(YOUR TASKS)
(1) Reproduce the passage of the tax refund loan article that opens with the words containing "A February 2009" and closes with "U.S. Savings Bonds.".
(2) List each destination into which, according to the tax refund loan article, the IRS option allows a refund to be diverted.
____ GIVEN TEXT
Tax Refund Loans – Costs & Alternatives
March 16, 2010
Tax refund loans, also known as refund anticipation loans or fast tax loans, can be a tempting option if you’re in need of money and expecting an IRS refund. However, these tax refund loans can be a very expensive option due to the fees and interest charges that typically accompany them.
Refund Anticipation Loans
The official name of these loans is refund anticipation loans, or RALs. The Consumer Federation of America lumps RAL loans in with their more notorious cousin payday loans due to the high fees associated with them.
A February 2009 report indicated that RAL loans generated an estimated $900 million in fees from 8.67 million taxpayers who used them based on 2007 figures alone. These services promise your refund money immediately or in a few days (less fees and costs), but if you’re willing to wait an extra couple of weeks, the Internal Revenue Service will pay back your refund without fees or interest charges when you file IRS Form 8888 with your return.
The IRS option also makes it relatively simple to divert your refund into an IRA contribution or the purchase of U.S. Treasury securities or U.S. Savings Bonds.
________
____ INFORMATION SHOWN
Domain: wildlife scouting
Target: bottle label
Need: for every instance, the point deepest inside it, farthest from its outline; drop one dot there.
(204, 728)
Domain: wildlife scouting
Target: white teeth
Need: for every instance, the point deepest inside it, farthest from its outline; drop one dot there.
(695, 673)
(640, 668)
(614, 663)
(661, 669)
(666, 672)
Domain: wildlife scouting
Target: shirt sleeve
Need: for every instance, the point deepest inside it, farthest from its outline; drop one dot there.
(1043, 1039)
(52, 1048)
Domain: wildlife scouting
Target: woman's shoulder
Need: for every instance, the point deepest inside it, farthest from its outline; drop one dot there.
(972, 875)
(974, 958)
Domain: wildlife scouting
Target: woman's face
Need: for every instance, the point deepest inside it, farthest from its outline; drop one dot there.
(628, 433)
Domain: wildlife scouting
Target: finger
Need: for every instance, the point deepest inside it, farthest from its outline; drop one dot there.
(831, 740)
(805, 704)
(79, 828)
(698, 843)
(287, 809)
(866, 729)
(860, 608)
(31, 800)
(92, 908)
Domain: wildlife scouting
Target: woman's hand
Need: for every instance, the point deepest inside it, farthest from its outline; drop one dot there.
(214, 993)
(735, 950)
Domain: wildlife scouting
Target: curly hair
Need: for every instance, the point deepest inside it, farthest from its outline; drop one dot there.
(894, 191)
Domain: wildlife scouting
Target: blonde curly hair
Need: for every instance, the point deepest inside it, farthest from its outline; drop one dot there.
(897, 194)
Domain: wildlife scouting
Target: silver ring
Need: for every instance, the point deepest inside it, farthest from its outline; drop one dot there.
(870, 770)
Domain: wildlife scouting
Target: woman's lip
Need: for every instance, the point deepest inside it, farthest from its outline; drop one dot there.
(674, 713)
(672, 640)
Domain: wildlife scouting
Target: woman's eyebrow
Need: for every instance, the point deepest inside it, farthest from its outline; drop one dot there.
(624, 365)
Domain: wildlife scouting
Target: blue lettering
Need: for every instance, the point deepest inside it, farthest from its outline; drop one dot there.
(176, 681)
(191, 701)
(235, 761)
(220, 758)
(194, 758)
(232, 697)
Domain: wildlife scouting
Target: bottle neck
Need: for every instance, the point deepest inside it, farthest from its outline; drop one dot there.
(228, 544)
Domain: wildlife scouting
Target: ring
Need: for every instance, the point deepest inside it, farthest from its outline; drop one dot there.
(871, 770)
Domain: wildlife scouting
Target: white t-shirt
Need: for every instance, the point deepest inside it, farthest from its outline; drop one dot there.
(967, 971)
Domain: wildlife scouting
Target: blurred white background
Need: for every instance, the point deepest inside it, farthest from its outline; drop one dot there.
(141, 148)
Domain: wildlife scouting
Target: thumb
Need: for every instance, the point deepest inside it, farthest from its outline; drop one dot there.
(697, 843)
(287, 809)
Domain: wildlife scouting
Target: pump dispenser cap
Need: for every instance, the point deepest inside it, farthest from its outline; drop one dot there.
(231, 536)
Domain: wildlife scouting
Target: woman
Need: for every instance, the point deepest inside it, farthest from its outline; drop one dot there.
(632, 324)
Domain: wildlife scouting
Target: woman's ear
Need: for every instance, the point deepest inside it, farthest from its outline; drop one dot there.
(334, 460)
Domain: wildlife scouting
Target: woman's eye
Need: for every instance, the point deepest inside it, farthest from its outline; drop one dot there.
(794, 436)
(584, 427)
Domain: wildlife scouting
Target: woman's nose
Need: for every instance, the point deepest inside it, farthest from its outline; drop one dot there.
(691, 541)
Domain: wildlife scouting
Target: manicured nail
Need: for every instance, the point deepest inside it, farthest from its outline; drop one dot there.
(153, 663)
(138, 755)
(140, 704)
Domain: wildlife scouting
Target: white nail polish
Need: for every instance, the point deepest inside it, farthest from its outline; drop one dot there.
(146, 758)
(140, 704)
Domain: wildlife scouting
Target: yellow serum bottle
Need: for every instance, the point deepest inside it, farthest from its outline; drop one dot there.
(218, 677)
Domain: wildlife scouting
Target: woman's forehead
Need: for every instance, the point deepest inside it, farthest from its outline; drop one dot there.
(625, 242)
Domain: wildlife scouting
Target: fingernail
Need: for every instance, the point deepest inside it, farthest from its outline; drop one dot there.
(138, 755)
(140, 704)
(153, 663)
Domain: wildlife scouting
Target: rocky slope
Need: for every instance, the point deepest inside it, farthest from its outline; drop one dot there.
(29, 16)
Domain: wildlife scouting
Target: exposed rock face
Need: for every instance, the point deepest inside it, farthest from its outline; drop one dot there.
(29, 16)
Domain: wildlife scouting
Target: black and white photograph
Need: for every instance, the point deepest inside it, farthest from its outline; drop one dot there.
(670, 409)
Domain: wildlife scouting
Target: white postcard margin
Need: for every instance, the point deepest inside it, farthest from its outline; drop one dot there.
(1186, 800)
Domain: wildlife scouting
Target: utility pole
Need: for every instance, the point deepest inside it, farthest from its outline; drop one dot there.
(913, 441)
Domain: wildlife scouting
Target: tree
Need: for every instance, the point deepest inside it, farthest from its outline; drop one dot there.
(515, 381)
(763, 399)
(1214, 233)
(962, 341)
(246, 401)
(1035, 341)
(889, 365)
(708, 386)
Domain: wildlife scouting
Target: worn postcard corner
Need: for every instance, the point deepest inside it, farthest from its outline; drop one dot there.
________
(SOLUTIONS IN ORDER)
(1)
A February 2009 report indicated that RAL loans generated an estimated $900 million in fees from 8.67 million taxpayers who used them based on 2007 figures alone. These services promise your refund money immediately or in a few days (less fees and costs), but if you’re willing to wait an extra couple of weeks, the Internal Revenue Service will pay back your refund without fees or interest charges when you file IRS Form 8888 with your return.
The IRS option also makes it relatively simple to divert your refund into an IRA contribution or the purchase of U.S. Treasury securities or U.S. Savings Bonds.

(2)
- An IRA contribution
- The purchase of U.S. Treasury securities
- U.S. Savings Bonds